GIVEN PASSAGE:
□ □ □ □
April: prime time to explore Santee Cooper lakes’ shallow water

Fishing shallow cover or open-water brush, April is a prime month to catch big crappie on the Santee Cooper lakes. (Picture by Terry Madewell)

Everything is biting shallow this month at Santee

Shallow-water fishing opportunities abound during spring, and April is a peak month for multiple species swimming in skinny water in the Santee Cooper lakes.

Largemouth bass are bedding, and crappies are still moving in and out of the shallows in their spawning cycle. Huge shellcrackers bed in April, and stripers on their upriver spawning run congregate on shallow sandbars and shallow flats above the I-95 bridge.

Big Bass on Beds

Not all largemouth bass bed at the same time. But throughout April, scads of bass are in shallow water and susceptible to skinny water tactics.

In addition to actual spawning, many bass are in shallow water on prespawn and post-spawn patterns.

Kevin Davis, owner of Black’s Camp on the Diversion Canal, said Marion and Moultrie are excellent for big bass. It’s a matter of finding the right cover.

“Find a productive, shallow-water pattern and keep working that type of cover with the lures working best for you,” he said. “This is prime time to work points and pockets along weedbed edges, cypress and gum trees, stumps and shallow water depressions. (They) are all productive patterns.”

Davis (843-753-2231) said multiple lures are productive during April.

“Fishermen have many options to use their favorite lures. And topwater lures in many forms are excellent, as well as worms, spinnerbaits and crankbaits,” he said. “All can be productive depending on the specific target. And don’t limit your search to wood or weeds. Big bass also relate to the rocks along the long stretches of rip-rap in both lakes.”

Panfish Bonanza

Shellcrackers typically bed in April, and some of the year’s biggest fish are caught in skinny water. Big bream also move into the shallows, and depending on water temperature they’re caught around trees, stumps and weed edges, even when not bedding.
□ □ □ □
WRITTEN REQUEST 1: In the records, copy out the part that opens with the line containing "Target: black suv" and closes with the line containing "top-left (99, 116), bottom-right (1237, 829)", both included.
The records that follow are unrelated to the text.

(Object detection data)
□ □ □ □
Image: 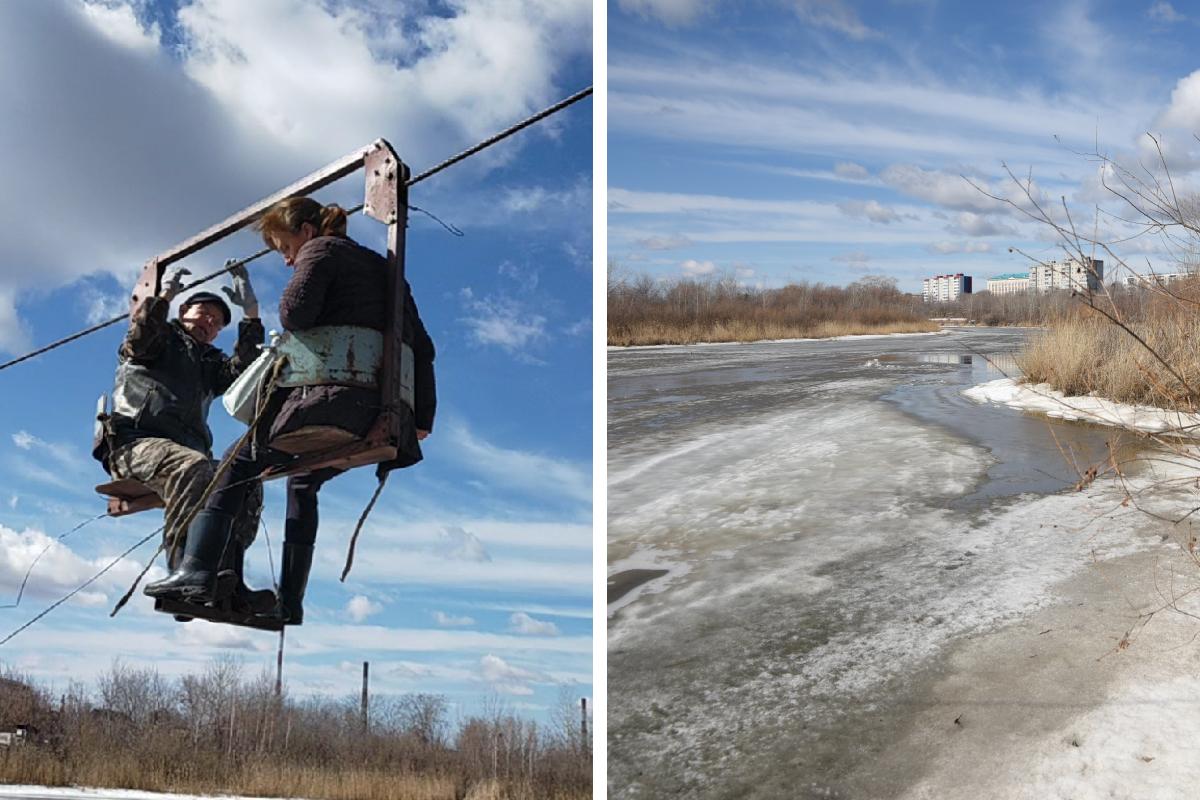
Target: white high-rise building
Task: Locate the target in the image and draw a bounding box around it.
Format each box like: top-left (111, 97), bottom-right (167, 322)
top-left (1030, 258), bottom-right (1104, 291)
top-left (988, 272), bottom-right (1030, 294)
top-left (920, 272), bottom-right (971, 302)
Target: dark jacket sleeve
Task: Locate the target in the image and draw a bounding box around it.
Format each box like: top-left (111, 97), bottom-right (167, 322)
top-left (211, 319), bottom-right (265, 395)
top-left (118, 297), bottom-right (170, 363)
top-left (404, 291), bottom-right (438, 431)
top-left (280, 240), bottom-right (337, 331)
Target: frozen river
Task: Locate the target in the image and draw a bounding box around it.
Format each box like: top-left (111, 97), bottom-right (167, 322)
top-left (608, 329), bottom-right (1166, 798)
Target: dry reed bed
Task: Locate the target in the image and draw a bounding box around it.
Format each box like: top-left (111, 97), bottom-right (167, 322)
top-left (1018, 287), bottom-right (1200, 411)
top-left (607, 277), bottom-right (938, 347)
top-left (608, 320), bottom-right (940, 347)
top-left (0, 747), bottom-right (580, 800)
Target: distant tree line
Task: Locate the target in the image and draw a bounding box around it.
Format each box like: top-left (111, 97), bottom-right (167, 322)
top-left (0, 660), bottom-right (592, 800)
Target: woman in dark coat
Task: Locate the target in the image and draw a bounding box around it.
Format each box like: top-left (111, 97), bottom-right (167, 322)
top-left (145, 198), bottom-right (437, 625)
□ □ □ □
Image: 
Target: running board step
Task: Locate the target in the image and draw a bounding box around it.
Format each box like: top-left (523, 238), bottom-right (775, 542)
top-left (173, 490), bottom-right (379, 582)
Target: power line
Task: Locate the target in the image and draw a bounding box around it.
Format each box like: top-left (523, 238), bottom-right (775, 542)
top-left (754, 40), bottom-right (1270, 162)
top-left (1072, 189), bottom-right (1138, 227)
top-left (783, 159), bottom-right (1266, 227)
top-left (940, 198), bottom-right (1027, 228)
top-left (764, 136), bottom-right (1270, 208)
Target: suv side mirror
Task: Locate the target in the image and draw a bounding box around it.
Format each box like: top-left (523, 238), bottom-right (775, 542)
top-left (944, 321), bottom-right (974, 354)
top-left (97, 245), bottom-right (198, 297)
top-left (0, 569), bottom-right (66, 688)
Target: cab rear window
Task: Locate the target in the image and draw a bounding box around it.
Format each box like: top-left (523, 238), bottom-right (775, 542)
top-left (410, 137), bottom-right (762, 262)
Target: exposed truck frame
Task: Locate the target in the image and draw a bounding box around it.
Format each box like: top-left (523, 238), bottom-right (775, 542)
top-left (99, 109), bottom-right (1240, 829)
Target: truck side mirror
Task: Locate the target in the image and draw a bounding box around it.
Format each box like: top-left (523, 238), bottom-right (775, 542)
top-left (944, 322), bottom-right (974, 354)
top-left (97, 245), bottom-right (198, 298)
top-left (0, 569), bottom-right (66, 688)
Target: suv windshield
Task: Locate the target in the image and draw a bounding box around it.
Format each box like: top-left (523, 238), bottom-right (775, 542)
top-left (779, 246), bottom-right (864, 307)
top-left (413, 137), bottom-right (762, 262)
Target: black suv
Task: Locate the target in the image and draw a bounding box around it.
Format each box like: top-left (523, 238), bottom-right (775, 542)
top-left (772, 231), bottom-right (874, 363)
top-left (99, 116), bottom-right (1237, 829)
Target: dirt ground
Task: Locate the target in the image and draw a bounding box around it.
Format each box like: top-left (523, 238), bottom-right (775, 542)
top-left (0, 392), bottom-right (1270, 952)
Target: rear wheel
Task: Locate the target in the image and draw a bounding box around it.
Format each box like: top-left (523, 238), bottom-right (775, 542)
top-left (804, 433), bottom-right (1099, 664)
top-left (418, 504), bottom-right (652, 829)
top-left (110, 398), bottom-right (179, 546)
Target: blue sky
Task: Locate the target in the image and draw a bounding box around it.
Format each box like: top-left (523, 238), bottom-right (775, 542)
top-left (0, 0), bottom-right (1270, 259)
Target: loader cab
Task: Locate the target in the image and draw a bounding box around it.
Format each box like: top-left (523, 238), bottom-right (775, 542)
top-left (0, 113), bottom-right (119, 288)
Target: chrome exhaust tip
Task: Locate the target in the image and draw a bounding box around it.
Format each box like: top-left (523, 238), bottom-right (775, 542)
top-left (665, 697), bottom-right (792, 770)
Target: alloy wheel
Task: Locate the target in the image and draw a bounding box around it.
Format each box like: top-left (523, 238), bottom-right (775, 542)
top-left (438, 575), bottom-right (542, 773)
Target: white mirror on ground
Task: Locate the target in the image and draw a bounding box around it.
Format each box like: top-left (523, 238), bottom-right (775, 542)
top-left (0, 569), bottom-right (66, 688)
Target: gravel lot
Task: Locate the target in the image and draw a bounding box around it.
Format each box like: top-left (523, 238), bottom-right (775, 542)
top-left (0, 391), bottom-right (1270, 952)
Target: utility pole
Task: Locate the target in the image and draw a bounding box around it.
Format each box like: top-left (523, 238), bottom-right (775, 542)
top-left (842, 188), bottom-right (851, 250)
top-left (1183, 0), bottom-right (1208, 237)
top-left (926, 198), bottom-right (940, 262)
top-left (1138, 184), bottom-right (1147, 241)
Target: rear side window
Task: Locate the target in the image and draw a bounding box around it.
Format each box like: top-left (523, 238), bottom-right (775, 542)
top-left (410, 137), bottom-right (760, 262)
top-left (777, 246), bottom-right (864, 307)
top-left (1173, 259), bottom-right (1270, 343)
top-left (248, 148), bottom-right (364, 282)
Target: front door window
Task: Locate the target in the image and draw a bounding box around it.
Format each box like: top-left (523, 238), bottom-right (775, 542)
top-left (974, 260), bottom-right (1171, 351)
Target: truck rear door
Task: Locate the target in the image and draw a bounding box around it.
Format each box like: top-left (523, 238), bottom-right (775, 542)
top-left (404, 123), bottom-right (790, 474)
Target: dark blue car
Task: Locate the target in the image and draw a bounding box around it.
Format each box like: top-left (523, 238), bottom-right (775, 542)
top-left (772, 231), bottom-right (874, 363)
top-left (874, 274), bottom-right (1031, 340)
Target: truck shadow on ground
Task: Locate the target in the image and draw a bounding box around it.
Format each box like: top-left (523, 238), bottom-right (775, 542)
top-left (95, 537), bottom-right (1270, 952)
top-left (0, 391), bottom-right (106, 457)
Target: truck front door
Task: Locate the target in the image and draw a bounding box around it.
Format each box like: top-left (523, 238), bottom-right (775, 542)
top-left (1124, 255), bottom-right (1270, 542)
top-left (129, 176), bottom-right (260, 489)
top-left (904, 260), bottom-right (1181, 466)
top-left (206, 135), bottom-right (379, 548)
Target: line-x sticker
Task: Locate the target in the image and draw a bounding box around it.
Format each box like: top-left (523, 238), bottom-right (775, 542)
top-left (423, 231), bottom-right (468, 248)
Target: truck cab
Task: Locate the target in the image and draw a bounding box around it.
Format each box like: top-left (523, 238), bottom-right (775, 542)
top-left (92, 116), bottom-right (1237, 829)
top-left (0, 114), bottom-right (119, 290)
□ □ □ □
WRITTEN REQUEST 2: Recast the paragraph of the Santee Cooper fishing article that begins "Largemouth bass are bedding" as a short list, keeping its main facts.

EXERCISE RESPONSE 1:
Target: black suv
Task: Locate the target in the image and draw a bounding box around it.
Format each box like: top-left (523, 238), bottom-right (775, 542)
top-left (772, 231), bottom-right (874, 363)
top-left (99, 116), bottom-right (1237, 829)

EXERCISE RESPONSE 2:
- Largemouth bass are bedding.
- Crappies are still moving in and out of the shallows in their spawning cycle.
- Huge shellcrackers bed in April.
- Stripers on their upriver spawning run gather on shallow sandbars and flats above the I-95 bridge.